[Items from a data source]
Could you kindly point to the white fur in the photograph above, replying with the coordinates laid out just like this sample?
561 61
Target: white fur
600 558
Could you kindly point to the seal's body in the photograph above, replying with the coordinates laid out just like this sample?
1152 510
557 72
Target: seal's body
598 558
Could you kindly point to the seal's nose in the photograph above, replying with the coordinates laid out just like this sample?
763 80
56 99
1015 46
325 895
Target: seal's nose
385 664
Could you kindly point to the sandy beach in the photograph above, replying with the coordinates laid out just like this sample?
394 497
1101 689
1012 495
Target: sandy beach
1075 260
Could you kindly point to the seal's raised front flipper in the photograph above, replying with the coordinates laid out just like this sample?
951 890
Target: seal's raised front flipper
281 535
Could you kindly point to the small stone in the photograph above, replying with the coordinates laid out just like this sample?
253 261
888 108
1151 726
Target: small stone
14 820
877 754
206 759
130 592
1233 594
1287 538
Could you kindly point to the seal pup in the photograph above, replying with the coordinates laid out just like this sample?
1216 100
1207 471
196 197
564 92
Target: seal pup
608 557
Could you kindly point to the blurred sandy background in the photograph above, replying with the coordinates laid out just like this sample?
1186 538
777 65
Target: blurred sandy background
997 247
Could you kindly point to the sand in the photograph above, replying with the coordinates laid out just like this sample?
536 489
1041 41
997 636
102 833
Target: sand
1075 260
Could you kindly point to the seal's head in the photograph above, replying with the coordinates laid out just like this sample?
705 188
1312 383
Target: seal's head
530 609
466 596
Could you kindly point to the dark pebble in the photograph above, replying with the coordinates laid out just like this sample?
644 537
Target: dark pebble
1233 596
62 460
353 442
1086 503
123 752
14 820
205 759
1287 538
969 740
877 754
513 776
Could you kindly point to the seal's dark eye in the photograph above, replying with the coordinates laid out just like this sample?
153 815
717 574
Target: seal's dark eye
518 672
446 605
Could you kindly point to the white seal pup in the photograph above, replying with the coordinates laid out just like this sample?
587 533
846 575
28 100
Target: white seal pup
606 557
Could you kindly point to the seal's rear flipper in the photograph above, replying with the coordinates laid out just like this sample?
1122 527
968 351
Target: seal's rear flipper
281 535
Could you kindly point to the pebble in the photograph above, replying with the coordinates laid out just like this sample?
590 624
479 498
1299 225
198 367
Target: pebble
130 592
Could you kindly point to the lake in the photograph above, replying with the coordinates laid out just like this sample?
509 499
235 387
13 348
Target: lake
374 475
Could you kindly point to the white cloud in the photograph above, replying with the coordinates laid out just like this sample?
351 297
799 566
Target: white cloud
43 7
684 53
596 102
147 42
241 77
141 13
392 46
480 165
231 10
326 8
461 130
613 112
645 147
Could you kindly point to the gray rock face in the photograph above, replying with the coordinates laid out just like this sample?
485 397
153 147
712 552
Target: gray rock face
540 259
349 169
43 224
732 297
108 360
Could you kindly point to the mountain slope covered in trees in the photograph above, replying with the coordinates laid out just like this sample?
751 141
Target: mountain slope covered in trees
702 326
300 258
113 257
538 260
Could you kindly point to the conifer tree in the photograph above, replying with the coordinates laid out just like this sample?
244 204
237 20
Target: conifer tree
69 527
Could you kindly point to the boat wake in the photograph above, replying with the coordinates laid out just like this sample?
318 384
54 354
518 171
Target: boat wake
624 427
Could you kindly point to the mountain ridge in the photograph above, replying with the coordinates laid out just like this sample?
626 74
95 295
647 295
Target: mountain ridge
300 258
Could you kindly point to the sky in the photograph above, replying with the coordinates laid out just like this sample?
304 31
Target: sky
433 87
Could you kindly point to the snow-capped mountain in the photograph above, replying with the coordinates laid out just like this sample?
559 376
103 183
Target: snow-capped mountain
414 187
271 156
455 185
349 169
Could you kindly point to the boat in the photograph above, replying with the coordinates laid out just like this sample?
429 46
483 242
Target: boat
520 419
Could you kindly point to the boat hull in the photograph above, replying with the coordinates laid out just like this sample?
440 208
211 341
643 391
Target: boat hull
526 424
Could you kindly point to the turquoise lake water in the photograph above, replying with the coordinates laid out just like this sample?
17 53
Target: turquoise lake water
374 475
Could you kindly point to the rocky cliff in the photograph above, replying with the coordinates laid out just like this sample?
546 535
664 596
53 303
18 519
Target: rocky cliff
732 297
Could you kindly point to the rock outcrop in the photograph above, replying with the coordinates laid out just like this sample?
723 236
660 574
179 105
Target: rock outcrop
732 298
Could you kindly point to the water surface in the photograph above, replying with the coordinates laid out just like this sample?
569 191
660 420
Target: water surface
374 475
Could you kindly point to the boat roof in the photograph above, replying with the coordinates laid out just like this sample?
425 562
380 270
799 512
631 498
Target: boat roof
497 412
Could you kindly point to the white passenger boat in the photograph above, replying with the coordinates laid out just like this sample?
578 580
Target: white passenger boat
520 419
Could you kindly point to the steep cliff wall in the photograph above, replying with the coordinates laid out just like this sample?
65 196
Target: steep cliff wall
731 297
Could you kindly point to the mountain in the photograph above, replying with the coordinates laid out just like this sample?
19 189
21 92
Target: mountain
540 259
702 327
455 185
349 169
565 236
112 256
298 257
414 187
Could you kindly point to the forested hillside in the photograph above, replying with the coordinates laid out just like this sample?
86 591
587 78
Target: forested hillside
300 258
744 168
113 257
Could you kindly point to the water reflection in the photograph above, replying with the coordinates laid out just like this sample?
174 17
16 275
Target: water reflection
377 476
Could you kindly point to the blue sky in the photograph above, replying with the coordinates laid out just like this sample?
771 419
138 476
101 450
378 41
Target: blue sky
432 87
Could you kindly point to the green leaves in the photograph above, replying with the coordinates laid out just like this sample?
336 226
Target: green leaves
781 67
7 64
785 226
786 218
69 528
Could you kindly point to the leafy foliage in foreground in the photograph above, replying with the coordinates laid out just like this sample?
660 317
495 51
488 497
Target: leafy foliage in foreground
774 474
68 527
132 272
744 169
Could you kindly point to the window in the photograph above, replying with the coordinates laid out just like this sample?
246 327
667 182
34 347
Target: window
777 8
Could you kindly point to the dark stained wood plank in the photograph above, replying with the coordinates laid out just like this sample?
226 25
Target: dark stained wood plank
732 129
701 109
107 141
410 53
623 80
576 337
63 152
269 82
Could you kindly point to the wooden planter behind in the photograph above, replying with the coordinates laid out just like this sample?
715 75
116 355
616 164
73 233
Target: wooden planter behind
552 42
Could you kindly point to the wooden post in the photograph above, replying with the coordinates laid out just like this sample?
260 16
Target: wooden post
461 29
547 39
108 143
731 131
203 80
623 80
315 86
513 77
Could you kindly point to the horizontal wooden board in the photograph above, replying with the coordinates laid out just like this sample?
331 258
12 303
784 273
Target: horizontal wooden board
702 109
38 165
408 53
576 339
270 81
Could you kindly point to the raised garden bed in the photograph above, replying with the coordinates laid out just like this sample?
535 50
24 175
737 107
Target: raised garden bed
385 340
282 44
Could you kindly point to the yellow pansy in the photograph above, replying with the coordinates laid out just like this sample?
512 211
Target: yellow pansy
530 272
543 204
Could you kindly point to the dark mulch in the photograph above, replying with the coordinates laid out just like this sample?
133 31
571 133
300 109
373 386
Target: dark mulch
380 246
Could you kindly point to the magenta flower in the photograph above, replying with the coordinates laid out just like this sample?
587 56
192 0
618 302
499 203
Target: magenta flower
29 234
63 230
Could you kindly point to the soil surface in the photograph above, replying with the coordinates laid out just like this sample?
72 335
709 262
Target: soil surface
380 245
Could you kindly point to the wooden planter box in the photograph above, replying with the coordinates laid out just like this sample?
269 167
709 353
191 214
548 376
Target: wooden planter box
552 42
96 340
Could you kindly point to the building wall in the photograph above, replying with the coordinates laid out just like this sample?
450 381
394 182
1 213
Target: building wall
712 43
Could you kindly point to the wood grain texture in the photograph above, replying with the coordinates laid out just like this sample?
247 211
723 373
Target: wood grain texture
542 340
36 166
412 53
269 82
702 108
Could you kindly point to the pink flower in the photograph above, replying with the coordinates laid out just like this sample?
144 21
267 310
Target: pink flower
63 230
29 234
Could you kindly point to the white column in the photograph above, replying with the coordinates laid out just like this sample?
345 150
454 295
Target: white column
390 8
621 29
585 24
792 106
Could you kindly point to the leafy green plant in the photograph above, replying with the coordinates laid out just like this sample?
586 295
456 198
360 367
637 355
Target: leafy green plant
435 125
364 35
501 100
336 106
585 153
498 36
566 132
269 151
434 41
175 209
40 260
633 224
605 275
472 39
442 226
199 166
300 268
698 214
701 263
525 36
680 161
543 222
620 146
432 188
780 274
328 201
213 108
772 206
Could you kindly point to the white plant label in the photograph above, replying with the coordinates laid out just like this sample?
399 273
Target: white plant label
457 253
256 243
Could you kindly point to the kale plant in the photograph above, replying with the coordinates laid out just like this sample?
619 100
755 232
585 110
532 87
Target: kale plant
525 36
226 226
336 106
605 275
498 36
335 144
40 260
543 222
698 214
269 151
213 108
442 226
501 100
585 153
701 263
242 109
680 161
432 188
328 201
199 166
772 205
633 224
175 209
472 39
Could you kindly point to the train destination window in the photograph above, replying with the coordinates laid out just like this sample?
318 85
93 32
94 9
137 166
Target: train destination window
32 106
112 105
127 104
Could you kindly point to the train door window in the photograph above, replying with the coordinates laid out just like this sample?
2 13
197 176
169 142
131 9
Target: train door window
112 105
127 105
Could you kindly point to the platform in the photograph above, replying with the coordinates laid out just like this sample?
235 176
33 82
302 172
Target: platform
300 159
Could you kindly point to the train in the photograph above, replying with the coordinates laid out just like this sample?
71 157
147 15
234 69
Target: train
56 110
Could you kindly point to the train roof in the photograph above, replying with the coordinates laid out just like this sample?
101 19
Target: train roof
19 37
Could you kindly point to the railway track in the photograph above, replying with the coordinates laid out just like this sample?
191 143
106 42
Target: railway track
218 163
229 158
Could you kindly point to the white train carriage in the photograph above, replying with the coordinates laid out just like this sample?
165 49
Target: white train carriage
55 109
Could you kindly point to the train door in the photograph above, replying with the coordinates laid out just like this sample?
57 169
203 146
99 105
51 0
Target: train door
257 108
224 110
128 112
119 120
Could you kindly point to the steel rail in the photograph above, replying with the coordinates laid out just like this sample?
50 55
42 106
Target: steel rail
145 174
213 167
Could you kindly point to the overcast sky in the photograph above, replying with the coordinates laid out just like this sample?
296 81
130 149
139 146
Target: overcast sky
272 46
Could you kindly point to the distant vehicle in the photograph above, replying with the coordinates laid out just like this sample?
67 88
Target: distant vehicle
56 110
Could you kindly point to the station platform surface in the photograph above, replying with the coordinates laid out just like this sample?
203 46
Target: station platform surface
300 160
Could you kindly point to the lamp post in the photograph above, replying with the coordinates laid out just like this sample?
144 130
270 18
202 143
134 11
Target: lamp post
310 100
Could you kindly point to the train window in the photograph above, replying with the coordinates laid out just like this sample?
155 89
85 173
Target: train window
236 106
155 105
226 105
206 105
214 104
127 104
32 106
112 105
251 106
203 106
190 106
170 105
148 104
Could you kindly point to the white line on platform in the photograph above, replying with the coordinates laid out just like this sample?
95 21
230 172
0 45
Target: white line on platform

__Assignment__:
A faithful copy of the lines from the line containing "Could you kindly point to the lamp" to the end of the data should be set down, both ends included, and nothing more.

__Reply__:
Could you kindly point to the lamp post in the photograph above, replying with the coordinates laid out just like this sample?
144 130
270 18
202 143
134 11
Target: lamp post
310 100
Could you kindly point to the train window in the photograph above, replying with the coordinates laid out just like this sample?
155 89
85 173
Target: train window
236 106
155 105
226 105
206 105
214 104
127 104
32 106
112 105
251 106
203 106
190 106
170 105
148 104
Could you kindly point to the white line on platform in the photograph above, replying with the coordinates laid out just like this sample?
95 21
230 172
0 45
Target: white line on platform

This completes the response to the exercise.